>> BEGIN Source excerpt
In wall texts — most in French, some in English — videos and paintings, Calle subjects the e-mail to a tidal wave of abuse and cunning deconstruction. She recruits 107 women, including a few celebrated ones like Jeanne Moreau, Laurie Anderson and Miranda Richardson, to read the letter, act it out, set it to music or coolly dissect it. Many of them turn up on a video wall on which they perform and deform the text more than 30 ways, including as a Bunraku puppet show, an aria, a rap song and a clown routine. On another screen a white cockatoo grabs a paper copy in one claw and eats it. Calle does everything but attach the letter to the back of a chariot and drag it three times around the Colosseum. She may have been dumped, but she's not one to be victimized, and her installation is a revenger's comedy of a high order.

Nearby is the British pavilion, which occupies what you might call a high ground of the Old World — France on its left, Germany on its right. But its brick and white marble neoclassicism, all those columns and balustrades, provides a framework too imposing for "Borrowed Light," a negligible show by Tracey Emin. Actually, "Borrowed Light" is several negligible shows, collected under a single umbrella. One consists of watercolors on lined notebook paper that Emin made in the early '90s, which grew out of her memories of an abortion. Those were produced not long after she graduated from art school, but before she became abruptly famous as one of the YBAs: Young British Artists with shock appeal. Another is a series of middling monoprints with debts to Paul Klee and Egon Schiele. There are also some larger paintings and embroidered canvases. The best work is four wooden sculptures made from sticks attached to form makeshift towers, totems of ramshackle desire. The worst? That's easy — the wall that displays a maudlin text in scrawled neon handwriting:
You put your hand across my mouth
But still the noise continues
Every part of my body is screaming
Smashed into a thousand million pieces
Each part
For ever
Belonging to you.
>> END Source excerpt
# Task instructions
1: Revise the art review excerpt from "In wall texts" up to and including "a high order.", changing "cockatoo" to "parrot".
2: According to the art review excerpt, how many women does Calle recruit to read, perform or dissect the letter?
>> BEGIN Supplied material
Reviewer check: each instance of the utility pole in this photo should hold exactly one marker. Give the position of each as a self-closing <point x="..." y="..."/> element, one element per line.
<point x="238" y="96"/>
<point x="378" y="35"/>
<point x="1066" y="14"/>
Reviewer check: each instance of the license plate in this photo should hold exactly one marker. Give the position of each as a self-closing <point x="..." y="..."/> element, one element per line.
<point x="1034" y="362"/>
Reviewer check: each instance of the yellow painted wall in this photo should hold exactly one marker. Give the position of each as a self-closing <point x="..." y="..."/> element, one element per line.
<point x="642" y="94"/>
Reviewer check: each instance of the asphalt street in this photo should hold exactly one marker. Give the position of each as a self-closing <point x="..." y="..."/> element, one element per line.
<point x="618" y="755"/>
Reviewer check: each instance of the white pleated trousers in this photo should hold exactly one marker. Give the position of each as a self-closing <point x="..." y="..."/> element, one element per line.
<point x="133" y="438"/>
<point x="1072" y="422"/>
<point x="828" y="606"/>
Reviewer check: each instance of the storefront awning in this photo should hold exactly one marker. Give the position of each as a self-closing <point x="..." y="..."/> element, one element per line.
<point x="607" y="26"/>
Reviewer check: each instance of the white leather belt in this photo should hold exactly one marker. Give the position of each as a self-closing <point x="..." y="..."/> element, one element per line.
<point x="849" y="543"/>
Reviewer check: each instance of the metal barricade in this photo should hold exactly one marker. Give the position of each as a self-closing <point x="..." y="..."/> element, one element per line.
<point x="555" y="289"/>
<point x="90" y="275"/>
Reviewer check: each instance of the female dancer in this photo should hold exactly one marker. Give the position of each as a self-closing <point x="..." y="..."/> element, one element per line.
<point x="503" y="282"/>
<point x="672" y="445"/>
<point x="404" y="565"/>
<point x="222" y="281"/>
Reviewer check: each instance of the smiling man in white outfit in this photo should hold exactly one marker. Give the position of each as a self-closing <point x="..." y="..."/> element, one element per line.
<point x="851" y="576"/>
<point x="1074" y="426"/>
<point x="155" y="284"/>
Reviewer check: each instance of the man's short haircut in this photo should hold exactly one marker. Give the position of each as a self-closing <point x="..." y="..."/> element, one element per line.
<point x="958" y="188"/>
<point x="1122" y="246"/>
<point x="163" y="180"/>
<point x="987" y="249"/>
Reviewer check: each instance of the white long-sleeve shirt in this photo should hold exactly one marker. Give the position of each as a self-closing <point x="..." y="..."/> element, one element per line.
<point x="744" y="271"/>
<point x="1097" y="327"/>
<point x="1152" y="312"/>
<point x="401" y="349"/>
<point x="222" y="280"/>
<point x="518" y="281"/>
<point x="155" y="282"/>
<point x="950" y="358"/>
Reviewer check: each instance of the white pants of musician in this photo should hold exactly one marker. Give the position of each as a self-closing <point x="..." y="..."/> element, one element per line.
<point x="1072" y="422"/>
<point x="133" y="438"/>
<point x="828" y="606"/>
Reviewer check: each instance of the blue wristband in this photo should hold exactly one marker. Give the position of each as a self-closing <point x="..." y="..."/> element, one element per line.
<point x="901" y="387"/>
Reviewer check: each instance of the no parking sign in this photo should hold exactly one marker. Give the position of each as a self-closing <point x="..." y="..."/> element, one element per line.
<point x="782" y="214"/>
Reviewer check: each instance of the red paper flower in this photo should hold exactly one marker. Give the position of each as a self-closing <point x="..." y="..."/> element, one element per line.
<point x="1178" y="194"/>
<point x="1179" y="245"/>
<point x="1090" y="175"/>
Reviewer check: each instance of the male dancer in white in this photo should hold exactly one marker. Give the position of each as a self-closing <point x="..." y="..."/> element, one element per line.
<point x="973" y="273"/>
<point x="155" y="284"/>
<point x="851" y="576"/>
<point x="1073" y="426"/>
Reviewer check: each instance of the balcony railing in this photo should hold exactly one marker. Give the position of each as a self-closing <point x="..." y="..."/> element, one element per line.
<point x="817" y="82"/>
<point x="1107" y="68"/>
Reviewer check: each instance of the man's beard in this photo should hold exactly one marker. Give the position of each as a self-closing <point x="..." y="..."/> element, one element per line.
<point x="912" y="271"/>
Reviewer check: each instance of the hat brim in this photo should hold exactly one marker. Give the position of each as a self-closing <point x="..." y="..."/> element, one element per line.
>> END Supplied material
# Task solutions
1:
In wall texts — most in French, some in English — videos and paintings, Calle subjects the e-mail to a tidal wave of abuse and cunning deconstruction. She recruits 107 women, including a few celebrated ones like Jeanne Moreau, Laurie Anderson and Miranda Richardson, to read the letter, act it out, set it to music or coolly dissect it. Many of them turn up on a video wall on which they perform and deform the text more than 30 ways, including as a Bunraku puppet show, an aria, a rap song and a clown routine. On another screen a white parrot grabs a paper copy in one claw and eats it. Calle does everything but attach the letter to the back of a chariot and drag it three times around the Colosseum. She may have been dumped, but she's not one to be victimized, and her installation is a revenger's comedy of a high order.

2: 107 women.